• _Prompt_: Which lines of the entries hold the string "pairs"? Copy each one.

• _Provided data_:
******************************

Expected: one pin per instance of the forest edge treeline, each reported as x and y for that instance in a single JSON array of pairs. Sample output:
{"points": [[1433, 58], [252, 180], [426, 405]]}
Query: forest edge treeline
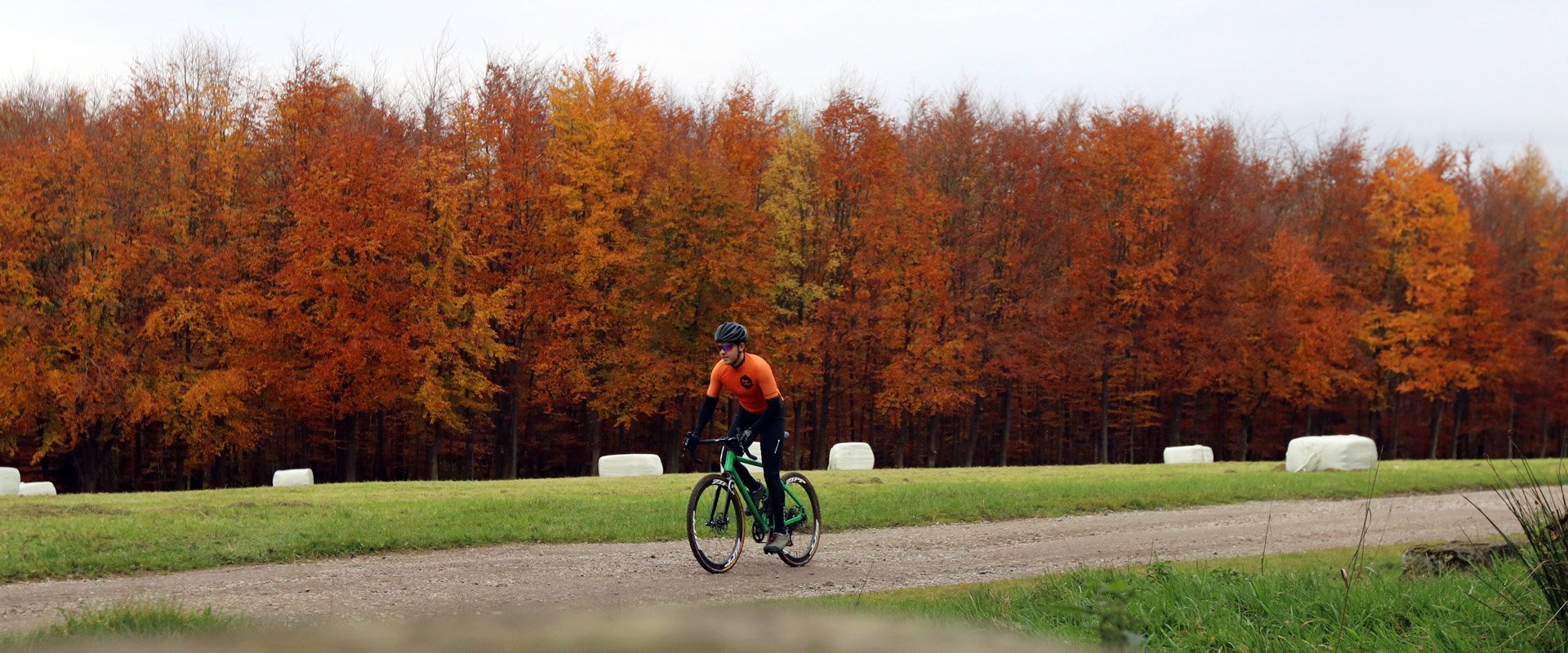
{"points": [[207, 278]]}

******************************

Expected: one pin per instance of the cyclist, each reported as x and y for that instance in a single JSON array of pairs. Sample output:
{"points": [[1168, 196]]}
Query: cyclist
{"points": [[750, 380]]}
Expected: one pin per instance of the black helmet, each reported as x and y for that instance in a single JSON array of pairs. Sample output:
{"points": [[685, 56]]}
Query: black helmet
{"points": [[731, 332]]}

******************************

• _Task answer_:
Expected: one pin per instance of the forest edge treeline, each reported as x and y for that instance in a single JSON array of pairs. Sample output:
Expected: one pin per instance of the cyclist, each reported as x and y for that instance in a single JSON array of pairs. Sample output:
Expected: one pin per instance of the black helmet, each reported as x and y for that instance in a single JSON array of pairs. Sample output:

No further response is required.